Well, I've started writing comments about five times, only to delete the whole thing, get a cup of coffee, ponder reality, return and try again.
Realizing that that's no good I have vowed to actually write one I'm happy with.
Firstly, I adore the instrumentality in this chapter! Patty asking what's wrong, getting an insufficient answer, and pushing again. I love how he doesn't change his words, doesn't explain himself. He knows Miller understands yet doesn't want to answer. Okay, fine. Patty's had to deal with that earlier and had seen the ramifications of just letting the boy do as he wants. He's not playing that game again, Ryan. Luckily Ryan gets the hint. He's done with asking and is on to demanding now. Of course his actions, I think, already showed that.

> _Stored data_:
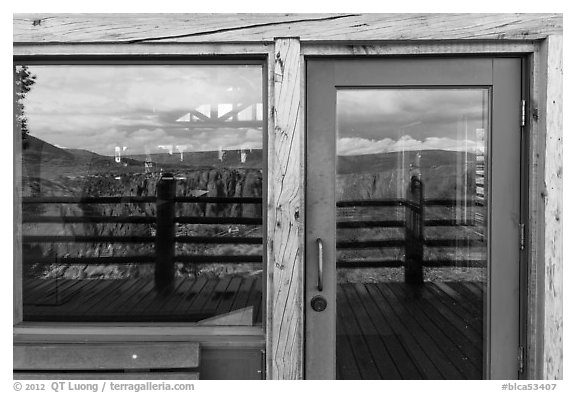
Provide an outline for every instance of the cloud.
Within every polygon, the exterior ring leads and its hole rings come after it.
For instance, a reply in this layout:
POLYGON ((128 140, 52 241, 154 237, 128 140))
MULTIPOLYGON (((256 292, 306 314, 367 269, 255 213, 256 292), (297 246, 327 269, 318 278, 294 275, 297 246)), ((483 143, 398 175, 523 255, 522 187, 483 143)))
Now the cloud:
POLYGON ((457 140, 451 138, 430 137, 417 140, 405 135, 398 140, 385 138, 381 140, 365 138, 340 138, 338 139, 338 155, 353 156, 365 154, 379 154, 398 151, 419 150, 453 150, 469 151, 474 153, 483 152, 484 142, 473 140, 457 140))
POLYGON ((30 133, 49 143, 113 155, 261 148, 256 129, 187 130, 175 120, 202 104, 262 102, 262 67, 31 66, 37 83, 25 99, 30 133))

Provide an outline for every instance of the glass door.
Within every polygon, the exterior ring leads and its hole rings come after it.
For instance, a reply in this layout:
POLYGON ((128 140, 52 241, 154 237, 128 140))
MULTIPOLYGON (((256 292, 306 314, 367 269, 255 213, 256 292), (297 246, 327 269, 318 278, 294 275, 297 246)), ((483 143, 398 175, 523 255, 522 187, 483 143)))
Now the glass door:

> _Request_: Retype the passage of the chapter comment from "Realizing that that's" to "already showed that.".

> _Written answer_:
Realizing that that's no good I have vowed to actually write one I'm happy with.
Firstly, I adore the instrumentality in this chapter! Patty asking what's wrong, getting an insufficient answer, and pushing again. I love how he doesn't change his words, doesn't explain himself. He knows Miller understands yet doesn't want to answer. Okay, fine. Patty's had to deal with that earlier and had seen the ramifications of just letting the boy do as he wants. He's not playing that game again, Ryan. Luckily Ryan gets the hint. He's done with asking and is on to demanding now. Of course his actions, I think, already showed that.